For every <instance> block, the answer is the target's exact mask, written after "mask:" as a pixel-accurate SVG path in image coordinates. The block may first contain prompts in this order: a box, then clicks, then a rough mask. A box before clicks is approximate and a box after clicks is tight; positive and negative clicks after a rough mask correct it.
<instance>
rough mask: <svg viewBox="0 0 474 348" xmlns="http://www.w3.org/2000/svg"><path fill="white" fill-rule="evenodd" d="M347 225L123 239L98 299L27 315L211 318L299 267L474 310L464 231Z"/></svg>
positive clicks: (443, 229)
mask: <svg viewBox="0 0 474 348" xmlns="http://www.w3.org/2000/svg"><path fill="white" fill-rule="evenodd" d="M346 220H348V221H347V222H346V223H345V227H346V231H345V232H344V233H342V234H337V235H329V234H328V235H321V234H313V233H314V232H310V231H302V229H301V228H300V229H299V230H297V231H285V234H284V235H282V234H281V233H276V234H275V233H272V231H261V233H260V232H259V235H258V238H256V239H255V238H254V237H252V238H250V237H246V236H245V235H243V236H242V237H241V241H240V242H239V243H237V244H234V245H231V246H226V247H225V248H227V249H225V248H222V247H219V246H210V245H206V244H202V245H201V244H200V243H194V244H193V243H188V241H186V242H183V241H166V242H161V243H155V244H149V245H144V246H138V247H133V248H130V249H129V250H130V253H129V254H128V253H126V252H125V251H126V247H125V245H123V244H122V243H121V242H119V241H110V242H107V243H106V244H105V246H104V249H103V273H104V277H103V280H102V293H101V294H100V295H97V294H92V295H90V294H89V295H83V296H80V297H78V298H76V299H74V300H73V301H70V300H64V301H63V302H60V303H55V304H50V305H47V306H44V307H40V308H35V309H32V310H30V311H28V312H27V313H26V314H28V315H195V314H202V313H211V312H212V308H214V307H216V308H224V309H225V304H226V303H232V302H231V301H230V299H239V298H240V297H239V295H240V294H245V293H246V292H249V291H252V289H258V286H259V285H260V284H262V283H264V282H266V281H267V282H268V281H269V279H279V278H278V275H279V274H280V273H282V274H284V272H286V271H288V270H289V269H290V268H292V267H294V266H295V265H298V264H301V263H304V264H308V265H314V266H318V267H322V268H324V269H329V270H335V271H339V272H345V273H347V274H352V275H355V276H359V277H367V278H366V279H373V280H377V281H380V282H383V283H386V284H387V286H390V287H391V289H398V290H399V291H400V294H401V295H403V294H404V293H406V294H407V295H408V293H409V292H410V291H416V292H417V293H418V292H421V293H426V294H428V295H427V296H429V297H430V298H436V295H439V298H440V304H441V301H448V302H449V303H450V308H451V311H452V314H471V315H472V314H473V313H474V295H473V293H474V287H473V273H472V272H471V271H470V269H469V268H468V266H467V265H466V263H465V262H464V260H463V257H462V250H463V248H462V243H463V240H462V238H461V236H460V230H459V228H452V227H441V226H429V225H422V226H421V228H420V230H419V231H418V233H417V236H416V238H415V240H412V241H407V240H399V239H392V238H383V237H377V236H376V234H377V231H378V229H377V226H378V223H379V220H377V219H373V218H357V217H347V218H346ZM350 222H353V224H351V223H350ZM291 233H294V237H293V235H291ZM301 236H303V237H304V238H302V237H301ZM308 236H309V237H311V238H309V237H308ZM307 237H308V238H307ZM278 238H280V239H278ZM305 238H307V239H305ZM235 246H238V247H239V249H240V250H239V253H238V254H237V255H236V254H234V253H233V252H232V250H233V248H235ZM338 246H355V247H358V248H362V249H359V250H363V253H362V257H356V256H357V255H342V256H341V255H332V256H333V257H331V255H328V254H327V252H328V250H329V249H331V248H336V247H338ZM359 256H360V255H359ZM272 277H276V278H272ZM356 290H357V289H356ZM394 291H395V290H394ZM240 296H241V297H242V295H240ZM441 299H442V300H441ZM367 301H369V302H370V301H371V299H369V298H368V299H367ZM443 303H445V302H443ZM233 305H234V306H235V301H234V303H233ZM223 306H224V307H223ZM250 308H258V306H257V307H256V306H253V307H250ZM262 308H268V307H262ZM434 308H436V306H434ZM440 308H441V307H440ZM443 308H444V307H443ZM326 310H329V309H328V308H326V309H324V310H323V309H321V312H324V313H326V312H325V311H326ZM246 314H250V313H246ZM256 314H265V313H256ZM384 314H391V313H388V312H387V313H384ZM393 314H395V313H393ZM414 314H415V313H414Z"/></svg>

^^^^^^^^

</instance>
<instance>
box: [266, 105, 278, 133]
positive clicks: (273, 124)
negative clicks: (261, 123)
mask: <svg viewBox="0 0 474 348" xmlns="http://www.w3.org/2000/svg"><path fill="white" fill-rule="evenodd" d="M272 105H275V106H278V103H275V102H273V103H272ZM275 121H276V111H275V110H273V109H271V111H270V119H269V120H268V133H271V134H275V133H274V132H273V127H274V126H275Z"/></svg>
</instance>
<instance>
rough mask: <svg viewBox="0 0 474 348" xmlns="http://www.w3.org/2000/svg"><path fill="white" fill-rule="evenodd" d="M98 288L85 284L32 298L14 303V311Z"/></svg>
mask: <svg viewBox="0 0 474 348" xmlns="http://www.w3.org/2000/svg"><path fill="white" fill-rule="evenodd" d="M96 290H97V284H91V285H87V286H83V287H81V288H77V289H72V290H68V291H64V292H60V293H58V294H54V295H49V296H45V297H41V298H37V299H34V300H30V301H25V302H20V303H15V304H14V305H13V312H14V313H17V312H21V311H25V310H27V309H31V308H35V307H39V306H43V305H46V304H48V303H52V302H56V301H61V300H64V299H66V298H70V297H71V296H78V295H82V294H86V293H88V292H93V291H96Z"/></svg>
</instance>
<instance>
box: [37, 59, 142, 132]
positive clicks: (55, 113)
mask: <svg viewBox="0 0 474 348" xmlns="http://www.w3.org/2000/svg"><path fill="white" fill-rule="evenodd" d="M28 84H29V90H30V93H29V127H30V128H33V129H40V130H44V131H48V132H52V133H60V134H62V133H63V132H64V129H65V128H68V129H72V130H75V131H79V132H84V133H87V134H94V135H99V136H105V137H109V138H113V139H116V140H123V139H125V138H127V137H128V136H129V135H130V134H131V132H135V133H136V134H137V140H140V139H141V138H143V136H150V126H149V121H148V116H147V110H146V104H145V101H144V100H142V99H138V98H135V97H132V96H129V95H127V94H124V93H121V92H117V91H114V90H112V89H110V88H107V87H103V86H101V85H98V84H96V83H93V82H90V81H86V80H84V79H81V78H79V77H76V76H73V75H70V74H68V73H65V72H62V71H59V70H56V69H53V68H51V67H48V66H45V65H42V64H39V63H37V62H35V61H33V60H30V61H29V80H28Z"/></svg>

^^^^^^^^

→ **About this task**
All lines above from the line with "For every <instance>" through the line with "225L123 239L98 299L27", both included, are to be set down exactly, with nothing else.

→ **Solution to the exercise**
For every <instance> block, the answer is the target's exact mask, written after "mask:" as a pixel-accurate SVG path in image coordinates. The block may first contain prompts in this order: a box, then clicks, then a rough mask. A box before clicks is approximate and a box after clicks is tight; positive and negative clicks after a rough mask correct it.
<instance>
rough mask: <svg viewBox="0 0 474 348" xmlns="http://www.w3.org/2000/svg"><path fill="white" fill-rule="evenodd" d="M347 225L123 239L98 299L27 315L211 318L299 267L474 310L464 231Z"/></svg>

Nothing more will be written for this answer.